• **ENUNCIADO A**:
Diga se cada afirmação abaixo concorda com o trecho fornecido, respondendo sim ou não e citando literalmente as palavras do trecho que decidem a questão. (i) Francisco nasceu em Roma. (ii) Os Frades Hospitaleiros usavam o Tau nas orações de cura e nos exorcismos. (iii) O discurso solene de Inocêncio III ocorreu no dia 11 de novembro de 1215.
• **ENUNCIADO B**:
Segundo o trecho fornecido, onde Francisco se hospedou repetidas vezes durante suas estadas em Roma?
• **ENUNCIADO C**:
Enumere todos os lugares ou objetos em que, conforme o trecho fornecido, os Frades Hospitaleiros aplicavam o símbolo do Tau.

• **TRECHO FORNECIDO**:
········

Como Francisco entrou em contato com esta tradição do Tau? Embora os dados não sejam muito abundantes, são mais que suficientes para o objetivo que nos interessa. Francisco nasceu e foi criado em Assis, a 180km de Roma. Mas ele esteve em Roma ao menos umas sete ou oito vezes. Em algumas dessas oportunidades permaneceu muitos dias, mais de mês, hospedando-se repetidas vezes junto ao hospital de Santo Antão, onde os Frades Hospitaleiros, dedicados aos leprosos e outros doentes, usavam ostensivamente esse símbolo do Tau: desenhado no bastão que fazia parte do seu traje, costurado por sobre o hábito, pintado nas portas dos quartos, nas panelas, nos pratos, em toalhas etc. Sempre faziam uso dele também nas orações de cura e nos exorcismos.

Em 1215, quando Francisco se encontrava em Roma participando do IV Concílio de Latrão, no dia 11 de novembro, o papa Inocêncio III fez um solene discurso para os mais de 800 padres conciliares e os convidou a serem “campeões do Tau”, isto é, ser os vanguardas da onda de renovação e conversão da Igreja que Deus esperava. “Com muita probabilidade, escreve ainda D. Vorreux, Francisco se deixou sensibilizar por estas palavras do papa e pela mística deste símbolo, passando a adotá-lo.

········

• **DADOS EXTRAÍDOS**:
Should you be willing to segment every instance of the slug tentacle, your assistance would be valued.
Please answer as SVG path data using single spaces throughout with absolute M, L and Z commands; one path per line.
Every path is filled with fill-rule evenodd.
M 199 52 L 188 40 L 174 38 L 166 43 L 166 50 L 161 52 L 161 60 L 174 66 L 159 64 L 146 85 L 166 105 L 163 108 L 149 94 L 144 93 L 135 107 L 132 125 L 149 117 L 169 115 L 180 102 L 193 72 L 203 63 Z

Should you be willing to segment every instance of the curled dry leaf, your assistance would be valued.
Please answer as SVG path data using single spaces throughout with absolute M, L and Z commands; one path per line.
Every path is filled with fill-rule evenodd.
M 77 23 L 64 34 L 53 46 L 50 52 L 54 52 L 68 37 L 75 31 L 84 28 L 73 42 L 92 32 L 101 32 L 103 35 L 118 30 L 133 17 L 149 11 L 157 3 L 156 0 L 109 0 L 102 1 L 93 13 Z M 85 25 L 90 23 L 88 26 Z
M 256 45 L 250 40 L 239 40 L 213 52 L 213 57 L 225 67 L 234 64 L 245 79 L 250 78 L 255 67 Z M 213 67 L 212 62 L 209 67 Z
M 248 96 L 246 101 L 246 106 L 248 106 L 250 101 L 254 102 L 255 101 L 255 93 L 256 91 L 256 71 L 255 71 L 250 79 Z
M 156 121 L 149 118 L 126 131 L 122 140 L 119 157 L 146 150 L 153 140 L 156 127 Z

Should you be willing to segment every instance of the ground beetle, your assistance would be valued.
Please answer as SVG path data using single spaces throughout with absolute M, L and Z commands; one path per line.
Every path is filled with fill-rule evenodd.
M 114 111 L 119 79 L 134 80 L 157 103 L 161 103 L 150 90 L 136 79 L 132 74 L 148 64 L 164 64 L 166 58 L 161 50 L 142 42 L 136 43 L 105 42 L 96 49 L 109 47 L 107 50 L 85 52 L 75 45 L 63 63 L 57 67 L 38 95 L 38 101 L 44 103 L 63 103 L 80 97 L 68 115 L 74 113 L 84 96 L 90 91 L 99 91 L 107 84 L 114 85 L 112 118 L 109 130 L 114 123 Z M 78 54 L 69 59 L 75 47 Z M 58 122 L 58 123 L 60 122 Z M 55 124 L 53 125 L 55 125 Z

········

• **SUA SOLUÇÃO A**:
(i) Não: "Francisco nasceu e foi criado em Assis, a 180km de Roma."
(ii) Sim: "Sempre faziam uso dele também nas orações de cura e nos exorcismos."
(iii) Sim: "Em 1215, quando Francisco se encontrava em Roma participando do IV Concílio de Latrão, no dia 11 de novembro, o papa Inocêncio III fez um solene discurso"

• **SUA SOLUÇÃO B**:
Junto ao hospital de Santo Antão.

• **SUA SOLUÇÃO C**:
- O bastão que fazia parte do traje
- Sobre o hábito
- As portas dos quartos
- As panelas
- Os pratos
- As toalhas